**Travail demandé:** Extrayez de l'article sur les élections locales ivoiriennes le passage qui va de « Après les élections » jusqu'à « Kouamouo pour Afrique-sur7.fr. » inclus, sans rien y changer.

---- Texte source

Après les élections locales en Côte d’Ivoire, le bruit et la fureur se sont calmés, même si des contentieux électoraux demeurent non réglés – et il n’est pas sûr que le verdict à venir du Conseil constitutionnel parviendra à mettre d’accord les protagonistes qui s’en remettront à lui pour les départager. Mais on peut d’ores et déjà tirer les grandes leçons des dernières élections municipales et régionales du 13 octobre 2018 en Côte d’Ivoire… Une analyse exclusive de Théophile Kouamouo pour Afrique-sur7.fr.
Leçon numéro 1 des élections locales : le « pari RHDP » est perdu
On doit le dire tout net : le PDCI d’Henri Konan Bédié est – au-delà de l’addition des différentes communes et régions gagnées par les uns ou par les autres, qui n’a pas beaucoup de sens – le grand gagnant de ce scrutin. Il n’a pas été englouti par le RHDP. Un grand nombre de ses cadres demeurés fidèles au successeur d’Houphouët-Boigny ont triomphé de la machine financière, administrative et – il faut le dire – répressive du régime Ouattara. Bien entendu, le cas le plus emblématique est le Plateau, la commune du pouvoir, que le pouvoir voulait récupérer à toute force au profit de Fabrice Sawégnon. Au point où des observateurs ont vu son ombre derrière les déboires de Noël Akossi Bendjo, maire PDCI « historique », révoqué par l’administration Ouattara, dans le but manifeste de faire place nette. Las. C’est Jacques Ehouo, un « bon petit » de Bendjo, qui a finalement remporté la mise. Humiliant au passage « le chouchou » du Palais présidentiel, au terme d’un rocambolesque feuilleton à la Commission électorale. Comme lors des dernières législatives à Cocody avec Yasmina Ouégnin, la jeunesse pro-PDCI s’est mobilisée pour barrer la route aux alassanistes. Et force est de constater qu’elle se forge une combativité et des réflexes militants qui seront forcément utiles quand arrivera le « grand gnaga » de 2020.
Le lent affaiblissement du camp Ouattara
Les conditions dans lesquelles les récentes élections ont été organisées sont le signe de la frilosité qui s’est emparée d’Alassane Ouattara, de son clan et de son parti. Alors qu’en août dernier, il promettait – en tentant le coup du bon roi magnanime – la modification de la composition d’une Commission électorale condamnée par la Cour africaine des droits de l’homme et des peuples, il choisissait finalement de maintenir son « avantage comparatif », c’est-à-dire un Youssouf Bakayoko désormais délesté de toute crédibilité. Comme s’il était urgent de surprendre les alliés-adversaires du PDCI et de les vaincre, y compris dans le cadre d’un combat truqué. Objectif ? Construire, à l’international, un récit où son parti tient le bon bout et est « majoritaire » dans le pays.

--------
---- Extrait des données

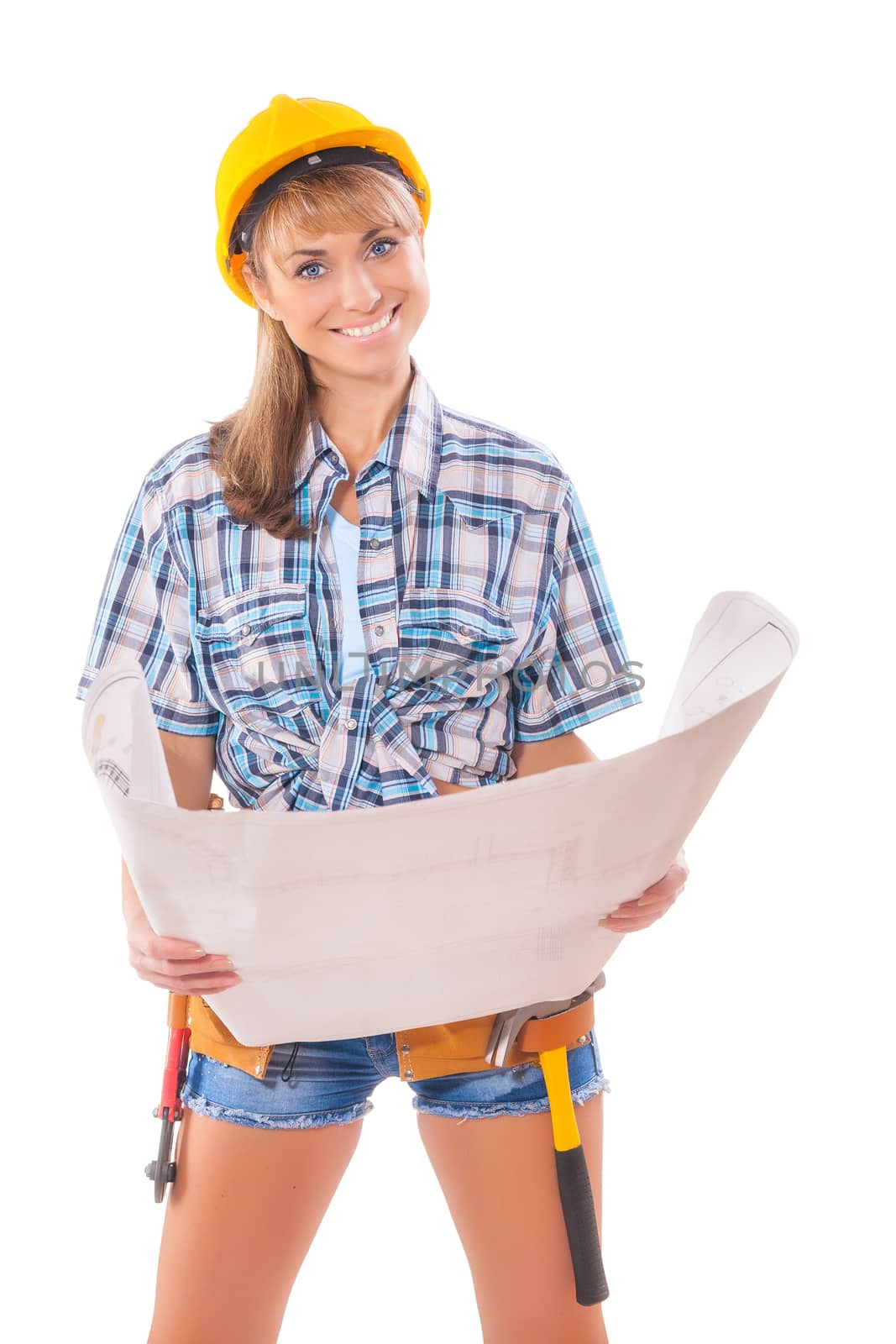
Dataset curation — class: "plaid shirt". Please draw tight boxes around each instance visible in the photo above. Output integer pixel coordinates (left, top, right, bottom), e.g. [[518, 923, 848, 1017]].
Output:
[[76, 360, 641, 811]]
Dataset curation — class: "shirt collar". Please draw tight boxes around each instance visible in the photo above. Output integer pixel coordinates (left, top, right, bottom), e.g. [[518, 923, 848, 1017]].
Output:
[[296, 354, 442, 500]]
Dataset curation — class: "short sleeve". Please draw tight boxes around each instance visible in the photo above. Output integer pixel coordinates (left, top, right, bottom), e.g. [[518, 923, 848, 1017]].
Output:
[[508, 481, 643, 742], [76, 467, 220, 737]]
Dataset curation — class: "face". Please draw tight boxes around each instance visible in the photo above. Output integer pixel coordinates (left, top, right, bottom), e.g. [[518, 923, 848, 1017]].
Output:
[[244, 222, 430, 375]]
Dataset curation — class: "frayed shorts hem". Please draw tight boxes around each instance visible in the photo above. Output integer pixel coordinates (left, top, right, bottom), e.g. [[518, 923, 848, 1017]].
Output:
[[180, 1084, 374, 1129], [414, 1074, 611, 1121]]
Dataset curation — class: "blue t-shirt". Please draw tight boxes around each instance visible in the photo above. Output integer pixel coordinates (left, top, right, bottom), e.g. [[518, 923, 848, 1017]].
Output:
[[327, 504, 364, 685]]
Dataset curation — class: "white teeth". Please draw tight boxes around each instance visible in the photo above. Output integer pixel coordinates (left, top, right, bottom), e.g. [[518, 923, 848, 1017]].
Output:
[[338, 312, 392, 336]]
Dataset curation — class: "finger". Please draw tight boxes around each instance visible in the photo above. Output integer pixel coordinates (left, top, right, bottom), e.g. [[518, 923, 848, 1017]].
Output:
[[130, 948, 237, 976], [598, 919, 656, 932], [141, 930, 208, 961], [137, 970, 242, 995]]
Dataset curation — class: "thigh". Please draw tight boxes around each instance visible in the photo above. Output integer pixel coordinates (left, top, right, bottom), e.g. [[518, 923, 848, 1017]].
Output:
[[150, 1037, 383, 1344], [415, 1047, 605, 1344], [148, 1109, 363, 1344]]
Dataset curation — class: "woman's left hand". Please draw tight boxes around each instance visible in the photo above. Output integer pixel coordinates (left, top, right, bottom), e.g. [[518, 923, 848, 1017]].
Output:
[[598, 849, 690, 932]]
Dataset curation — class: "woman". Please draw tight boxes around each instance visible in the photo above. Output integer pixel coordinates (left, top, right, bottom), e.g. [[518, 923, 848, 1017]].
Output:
[[78, 96, 684, 1344]]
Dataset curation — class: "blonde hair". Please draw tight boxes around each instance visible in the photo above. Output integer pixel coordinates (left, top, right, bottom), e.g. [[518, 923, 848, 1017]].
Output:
[[207, 164, 421, 539]]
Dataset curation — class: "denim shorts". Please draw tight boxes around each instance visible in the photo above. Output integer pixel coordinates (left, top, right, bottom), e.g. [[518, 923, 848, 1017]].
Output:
[[180, 1026, 610, 1129]]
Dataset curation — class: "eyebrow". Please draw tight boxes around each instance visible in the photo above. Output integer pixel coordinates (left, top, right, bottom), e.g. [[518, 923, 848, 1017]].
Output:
[[284, 224, 383, 260]]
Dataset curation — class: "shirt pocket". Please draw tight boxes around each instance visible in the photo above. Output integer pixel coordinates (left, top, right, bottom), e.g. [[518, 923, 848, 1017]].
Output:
[[195, 583, 320, 735], [396, 587, 517, 695]]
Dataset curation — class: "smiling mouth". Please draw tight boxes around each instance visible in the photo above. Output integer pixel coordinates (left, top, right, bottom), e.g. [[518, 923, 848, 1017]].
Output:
[[331, 304, 401, 340]]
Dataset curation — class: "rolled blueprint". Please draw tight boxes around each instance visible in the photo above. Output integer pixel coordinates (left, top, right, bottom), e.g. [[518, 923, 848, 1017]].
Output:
[[82, 593, 799, 1046]]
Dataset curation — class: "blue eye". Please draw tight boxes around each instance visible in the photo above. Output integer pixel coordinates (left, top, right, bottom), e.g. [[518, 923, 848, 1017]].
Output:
[[296, 238, 398, 281]]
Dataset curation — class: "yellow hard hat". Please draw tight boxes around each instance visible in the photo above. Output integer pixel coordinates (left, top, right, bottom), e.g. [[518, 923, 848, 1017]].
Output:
[[215, 92, 430, 307]]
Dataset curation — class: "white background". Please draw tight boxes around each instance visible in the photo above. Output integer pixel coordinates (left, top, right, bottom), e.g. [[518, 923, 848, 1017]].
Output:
[[3, 0, 896, 1344]]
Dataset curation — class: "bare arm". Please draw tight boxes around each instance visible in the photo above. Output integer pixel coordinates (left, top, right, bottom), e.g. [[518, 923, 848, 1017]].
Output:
[[508, 732, 599, 784]]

--------

**Réponse attendue:**
Après les élections locales en Côte d’Ivoire, le bruit et la fureur se sont calmés, même si des contentieux électoraux demeurent non réglés – et il n’est pas sûr que le verdict à venir du Conseil constitutionnel parviendra à mettre d’accord les protagonistes qui s’en remettront à lui pour les départager. Mais on peut d’ores et déjà tirer les grandes leçons des dernières élections municipales et régionales du 13 octobre 2018 en Côte d’Ivoire… Une analyse exclusive de Théophile Kouamouo pour Afrique-sur7.fr.